◆ WORK INSTRUCTIONS ◆
Going through the material below, please gather all lines with the word "light" in them.

◆ SOURCE INFORMATION ◆
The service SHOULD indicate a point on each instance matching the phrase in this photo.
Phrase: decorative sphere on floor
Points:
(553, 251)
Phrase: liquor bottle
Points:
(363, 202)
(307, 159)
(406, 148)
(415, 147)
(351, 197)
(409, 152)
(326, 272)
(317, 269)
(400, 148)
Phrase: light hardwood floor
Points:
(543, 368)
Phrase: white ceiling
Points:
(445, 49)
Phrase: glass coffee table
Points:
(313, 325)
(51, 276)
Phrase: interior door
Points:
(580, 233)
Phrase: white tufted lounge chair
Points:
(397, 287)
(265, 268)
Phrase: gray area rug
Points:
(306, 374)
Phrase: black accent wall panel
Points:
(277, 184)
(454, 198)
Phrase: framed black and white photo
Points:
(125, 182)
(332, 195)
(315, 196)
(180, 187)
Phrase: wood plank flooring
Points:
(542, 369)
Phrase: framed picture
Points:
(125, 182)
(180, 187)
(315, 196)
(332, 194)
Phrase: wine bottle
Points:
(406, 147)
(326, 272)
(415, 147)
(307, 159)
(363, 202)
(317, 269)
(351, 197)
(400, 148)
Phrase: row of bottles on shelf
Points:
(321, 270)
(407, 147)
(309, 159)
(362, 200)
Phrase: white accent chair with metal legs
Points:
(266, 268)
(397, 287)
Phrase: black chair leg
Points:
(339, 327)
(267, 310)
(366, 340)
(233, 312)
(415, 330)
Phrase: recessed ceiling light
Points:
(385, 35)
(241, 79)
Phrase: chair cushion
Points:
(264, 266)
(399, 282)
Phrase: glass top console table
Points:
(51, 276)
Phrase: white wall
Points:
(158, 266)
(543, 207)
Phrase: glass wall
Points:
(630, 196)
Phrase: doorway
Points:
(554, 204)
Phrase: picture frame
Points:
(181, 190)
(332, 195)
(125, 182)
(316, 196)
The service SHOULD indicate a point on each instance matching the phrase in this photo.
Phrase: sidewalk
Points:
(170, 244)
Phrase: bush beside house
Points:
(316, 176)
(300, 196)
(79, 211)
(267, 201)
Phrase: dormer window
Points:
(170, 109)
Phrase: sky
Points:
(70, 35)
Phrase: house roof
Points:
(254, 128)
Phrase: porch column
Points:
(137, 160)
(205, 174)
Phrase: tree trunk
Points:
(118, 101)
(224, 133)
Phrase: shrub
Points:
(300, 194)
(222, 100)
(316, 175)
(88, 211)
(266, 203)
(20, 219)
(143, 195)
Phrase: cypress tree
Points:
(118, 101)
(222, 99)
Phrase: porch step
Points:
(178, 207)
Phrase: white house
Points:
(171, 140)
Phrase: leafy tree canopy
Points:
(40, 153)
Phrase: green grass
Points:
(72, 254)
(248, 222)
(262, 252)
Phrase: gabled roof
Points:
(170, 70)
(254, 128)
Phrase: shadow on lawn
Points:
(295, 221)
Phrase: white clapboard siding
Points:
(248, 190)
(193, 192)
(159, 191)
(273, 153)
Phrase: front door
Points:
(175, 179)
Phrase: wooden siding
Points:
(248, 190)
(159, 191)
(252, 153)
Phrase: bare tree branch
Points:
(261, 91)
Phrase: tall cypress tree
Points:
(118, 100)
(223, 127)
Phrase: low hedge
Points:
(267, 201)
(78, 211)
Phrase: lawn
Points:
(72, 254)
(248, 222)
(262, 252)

◆ OUTPUT OF THE EXERCISE ◆
Phrase: light hardwood floor
Phrase: recessed ceiling light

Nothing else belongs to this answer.